## [Point localization data]
▼

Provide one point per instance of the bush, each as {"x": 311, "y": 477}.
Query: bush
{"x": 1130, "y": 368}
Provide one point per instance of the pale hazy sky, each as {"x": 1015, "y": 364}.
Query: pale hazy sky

▲

## [WHAT THE EXERCISE ASKS]
"hazy" is the string to look for; please copy every line of the records above where it appears.

## [REPLY TO THE TASK]
Provide one point per instance of the pale hazy sky, each as {"x": 1015, "y": 364}.
Query: pale hazy sky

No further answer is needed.